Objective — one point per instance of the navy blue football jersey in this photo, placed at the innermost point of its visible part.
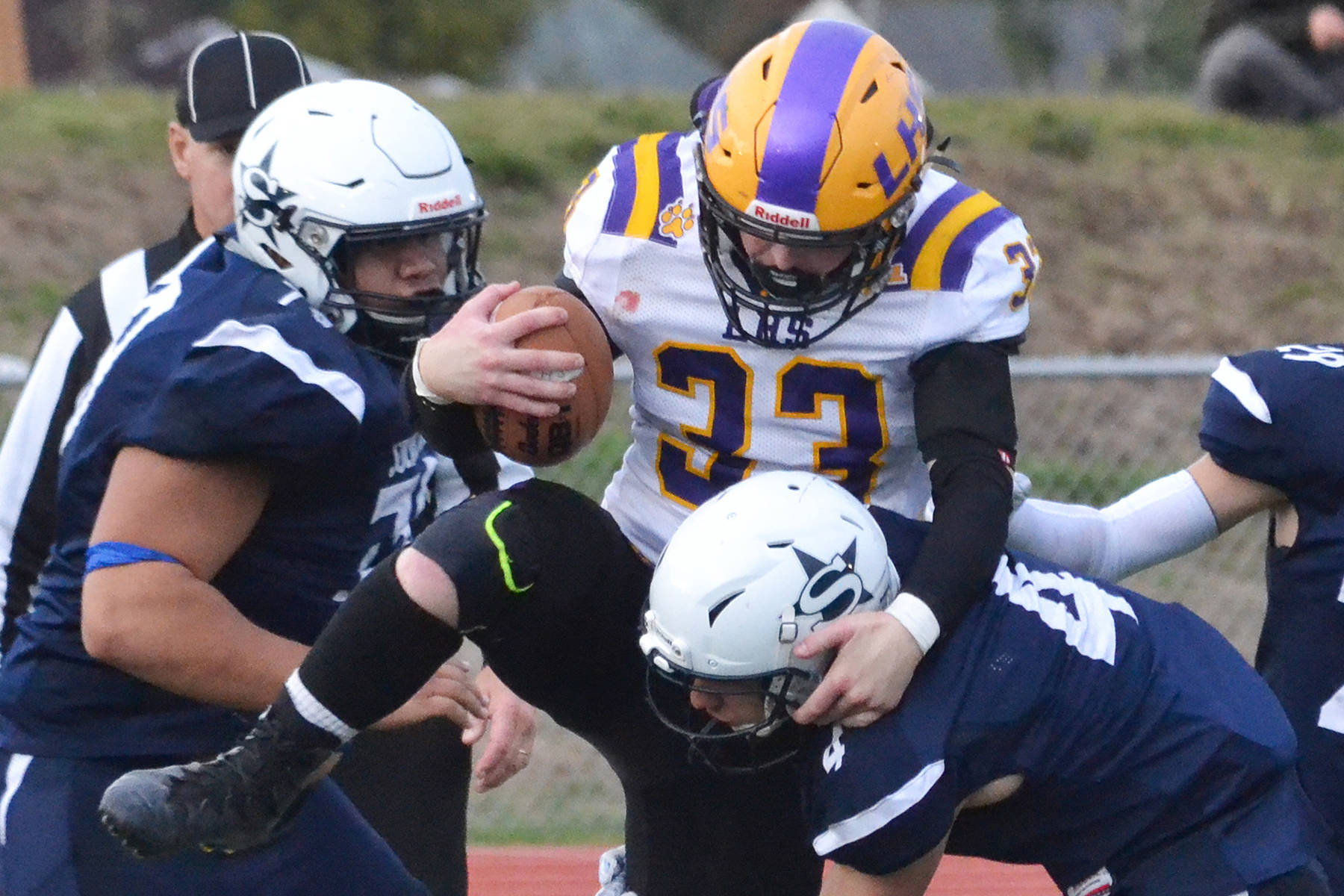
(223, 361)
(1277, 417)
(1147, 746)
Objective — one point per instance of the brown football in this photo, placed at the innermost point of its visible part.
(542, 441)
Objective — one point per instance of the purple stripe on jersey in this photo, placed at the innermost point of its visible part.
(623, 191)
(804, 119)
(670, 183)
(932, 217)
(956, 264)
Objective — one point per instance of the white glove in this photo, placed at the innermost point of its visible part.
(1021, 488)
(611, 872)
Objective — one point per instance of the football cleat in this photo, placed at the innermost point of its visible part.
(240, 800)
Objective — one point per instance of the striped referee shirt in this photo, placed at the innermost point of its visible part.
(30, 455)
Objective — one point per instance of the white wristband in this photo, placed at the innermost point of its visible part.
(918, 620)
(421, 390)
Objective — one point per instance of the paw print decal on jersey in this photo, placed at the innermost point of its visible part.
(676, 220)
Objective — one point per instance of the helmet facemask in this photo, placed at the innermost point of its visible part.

...

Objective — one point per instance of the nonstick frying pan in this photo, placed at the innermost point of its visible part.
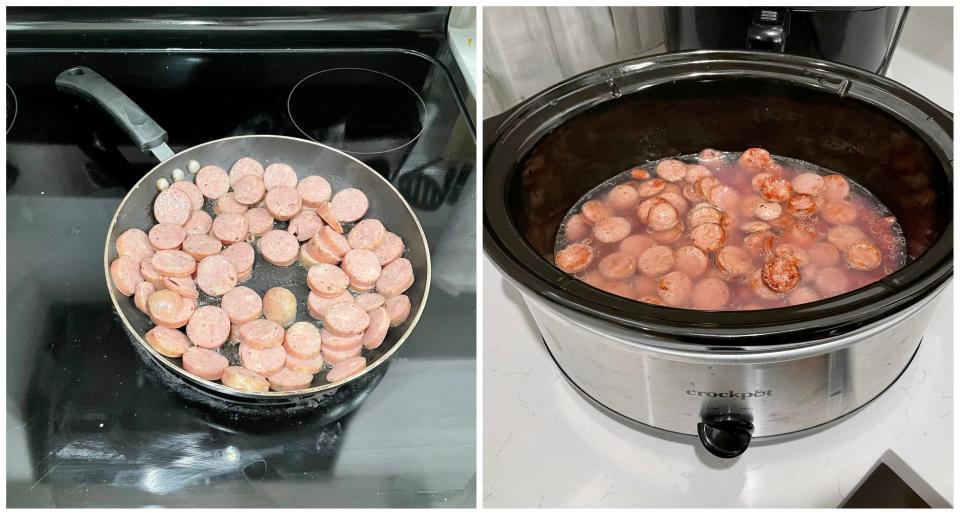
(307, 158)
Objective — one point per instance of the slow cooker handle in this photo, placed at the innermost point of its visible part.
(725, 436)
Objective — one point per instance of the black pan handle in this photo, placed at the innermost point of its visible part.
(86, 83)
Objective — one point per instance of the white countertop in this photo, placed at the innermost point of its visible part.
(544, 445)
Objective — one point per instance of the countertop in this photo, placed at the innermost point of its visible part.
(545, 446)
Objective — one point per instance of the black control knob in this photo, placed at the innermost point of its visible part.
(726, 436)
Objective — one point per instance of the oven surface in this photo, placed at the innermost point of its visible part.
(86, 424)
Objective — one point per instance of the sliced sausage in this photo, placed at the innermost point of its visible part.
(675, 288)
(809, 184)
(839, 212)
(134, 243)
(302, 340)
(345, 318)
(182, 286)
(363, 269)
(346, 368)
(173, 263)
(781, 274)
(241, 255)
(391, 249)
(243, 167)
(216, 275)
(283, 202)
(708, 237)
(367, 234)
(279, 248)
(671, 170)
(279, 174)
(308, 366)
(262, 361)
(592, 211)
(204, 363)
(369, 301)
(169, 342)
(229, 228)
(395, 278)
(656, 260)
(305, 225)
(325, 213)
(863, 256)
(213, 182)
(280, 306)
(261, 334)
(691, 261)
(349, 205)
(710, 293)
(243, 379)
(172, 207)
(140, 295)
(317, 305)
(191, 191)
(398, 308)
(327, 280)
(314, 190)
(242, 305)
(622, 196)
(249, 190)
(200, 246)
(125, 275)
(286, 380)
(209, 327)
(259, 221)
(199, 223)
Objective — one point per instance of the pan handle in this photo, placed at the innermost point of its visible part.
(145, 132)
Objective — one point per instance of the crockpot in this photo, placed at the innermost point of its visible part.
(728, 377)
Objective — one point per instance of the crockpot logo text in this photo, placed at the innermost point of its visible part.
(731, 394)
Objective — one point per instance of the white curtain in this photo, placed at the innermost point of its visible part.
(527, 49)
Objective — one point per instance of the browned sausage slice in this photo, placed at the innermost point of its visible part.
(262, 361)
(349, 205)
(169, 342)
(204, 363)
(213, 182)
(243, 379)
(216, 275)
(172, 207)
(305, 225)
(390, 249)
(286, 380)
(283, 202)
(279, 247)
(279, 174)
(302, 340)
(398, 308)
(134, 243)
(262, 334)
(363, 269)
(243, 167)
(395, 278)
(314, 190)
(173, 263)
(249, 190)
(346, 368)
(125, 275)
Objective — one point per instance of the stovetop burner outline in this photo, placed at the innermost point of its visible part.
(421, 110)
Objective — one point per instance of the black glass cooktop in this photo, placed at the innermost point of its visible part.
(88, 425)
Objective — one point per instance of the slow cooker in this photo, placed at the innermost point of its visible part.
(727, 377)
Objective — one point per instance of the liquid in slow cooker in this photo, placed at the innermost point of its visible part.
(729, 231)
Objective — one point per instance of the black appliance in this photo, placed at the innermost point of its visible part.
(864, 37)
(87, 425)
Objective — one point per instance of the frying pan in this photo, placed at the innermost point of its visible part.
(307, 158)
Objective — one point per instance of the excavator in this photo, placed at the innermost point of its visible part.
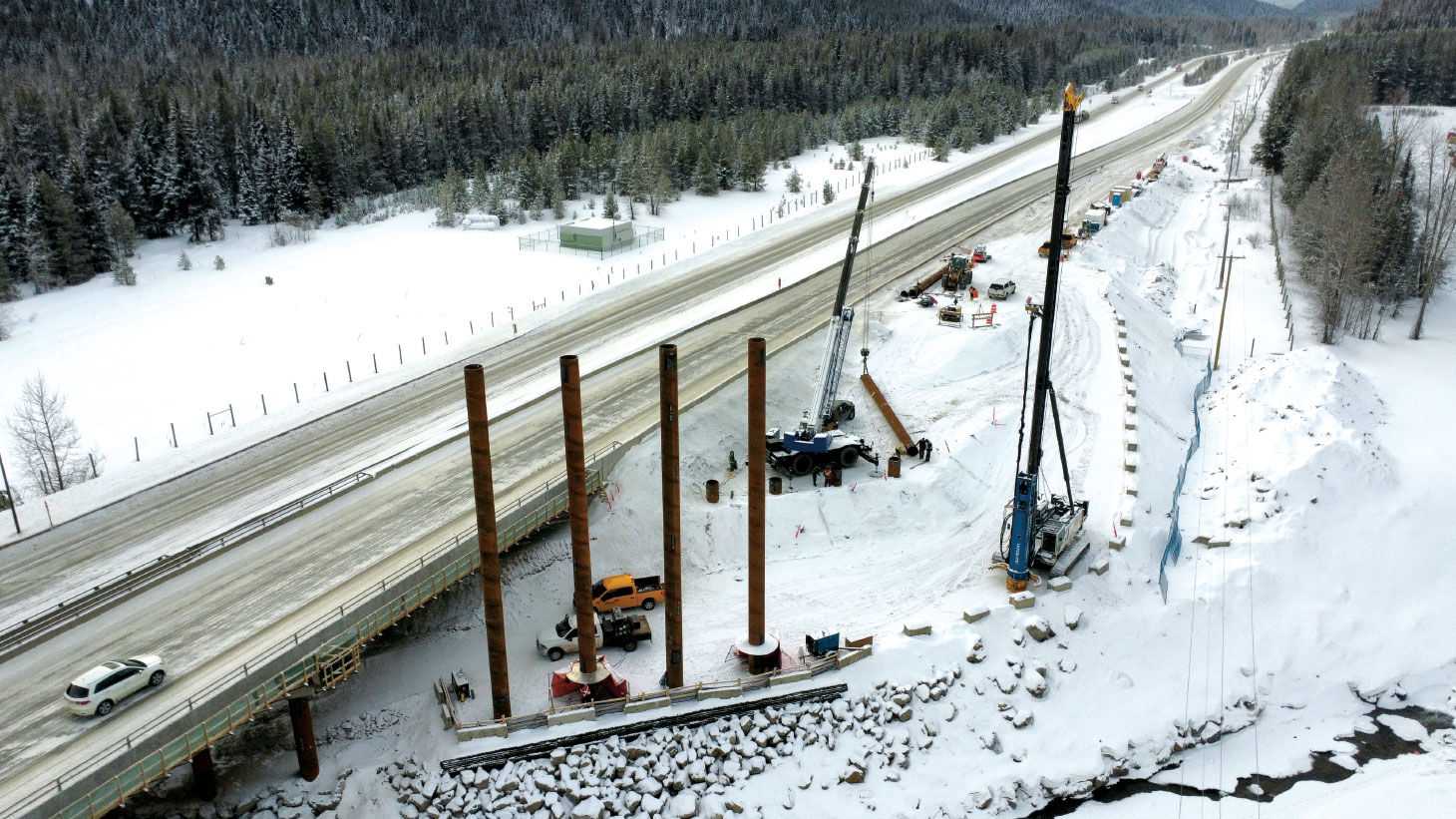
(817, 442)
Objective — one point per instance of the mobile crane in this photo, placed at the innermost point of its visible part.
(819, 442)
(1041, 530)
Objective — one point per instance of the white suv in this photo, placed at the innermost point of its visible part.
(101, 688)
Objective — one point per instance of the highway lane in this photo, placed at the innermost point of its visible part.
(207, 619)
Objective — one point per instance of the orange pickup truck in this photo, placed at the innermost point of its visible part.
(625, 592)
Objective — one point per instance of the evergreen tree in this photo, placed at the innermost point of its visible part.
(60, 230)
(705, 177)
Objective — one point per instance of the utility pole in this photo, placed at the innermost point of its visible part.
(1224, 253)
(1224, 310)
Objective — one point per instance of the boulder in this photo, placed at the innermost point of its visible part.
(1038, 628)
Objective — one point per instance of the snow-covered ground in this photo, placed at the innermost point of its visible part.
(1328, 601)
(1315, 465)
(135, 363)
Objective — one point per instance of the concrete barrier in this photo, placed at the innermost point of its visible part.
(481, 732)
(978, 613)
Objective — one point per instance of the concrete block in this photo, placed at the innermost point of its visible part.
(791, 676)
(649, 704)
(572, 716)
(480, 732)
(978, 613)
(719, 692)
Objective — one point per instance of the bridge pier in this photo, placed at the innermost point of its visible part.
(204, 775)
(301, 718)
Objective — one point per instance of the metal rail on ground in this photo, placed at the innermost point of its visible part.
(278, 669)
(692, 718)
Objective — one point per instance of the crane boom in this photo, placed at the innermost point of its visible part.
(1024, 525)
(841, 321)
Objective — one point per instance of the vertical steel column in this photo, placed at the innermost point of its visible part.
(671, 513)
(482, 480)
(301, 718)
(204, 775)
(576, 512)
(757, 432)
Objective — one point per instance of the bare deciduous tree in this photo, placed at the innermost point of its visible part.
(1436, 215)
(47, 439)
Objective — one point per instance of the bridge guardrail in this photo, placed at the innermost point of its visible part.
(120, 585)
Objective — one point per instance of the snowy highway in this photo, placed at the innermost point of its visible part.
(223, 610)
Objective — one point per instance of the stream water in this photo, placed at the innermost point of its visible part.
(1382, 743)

» EXERCISE TASK:
Scale only the part of the records that opens with the line containing "Objective — one point per instance of the stream" and closes with the line containing "(1382, 743)", both lines included. Write those lines out again, request lines too, with every point coordinate in the answers multiplied by 2.5 and rounded to a whole number, halves rounding up.

» ANSWER TO THE EXERCISE:
Objective — one point per instance of the stream water in this photo, placed at the innermost point of its visible part.
(3455, 1858)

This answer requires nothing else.